There is no merit in that submission. The relief claimed by the applicant does not impact upon the SAPS at all: it prevents the first and second respondents, neither of whom are employees of the SAPS, from acting unlawfully.


[21] The interplay of these factors creates the disturbing impression that what the second respondent and the first interested party were engaged in, was what could be classified as a ‘shakedown’4 of the applicant and its customers. Indeed, Mr Mutero reports that the second respondent tried to extort both information and money from the applicant when he visited its business premises. If the investigation allegedly headed by the first interested party was genuine and officially sanctioned and if the SAPS had officially engaged the services of the second respondent, it would surely have been confirmed by the captain in charge of the Westville SAPS, who is a party to these proceedings. He has, however, remained silent and the first interested party has put up no proof of the official involvement of the second respondent in a legitimate SAPS investigation.

__Task A__
According to the judgment excerpt, who tried to extort both information and money from the applicant?
__Task B__
Please retype everything in the judgment excerpt from "There is no" down to "from acting unlawfully.".

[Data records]
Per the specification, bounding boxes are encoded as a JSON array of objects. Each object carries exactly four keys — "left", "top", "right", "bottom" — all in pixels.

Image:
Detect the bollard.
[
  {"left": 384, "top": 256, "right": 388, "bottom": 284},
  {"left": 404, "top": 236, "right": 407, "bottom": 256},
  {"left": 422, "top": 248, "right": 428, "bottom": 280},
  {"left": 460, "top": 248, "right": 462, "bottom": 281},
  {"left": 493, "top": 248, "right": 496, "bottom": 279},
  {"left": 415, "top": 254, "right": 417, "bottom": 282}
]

__Exercise output A__
The second respondent, when he visited the applicant's business premises.

__Exercise output B__
There is no merit in that submission. The relief claimed by the applicant does not impact upon the SAPS at all: it prevents the first and second respondents, neither of whom are employees of the SAPS, from acting unlawfully.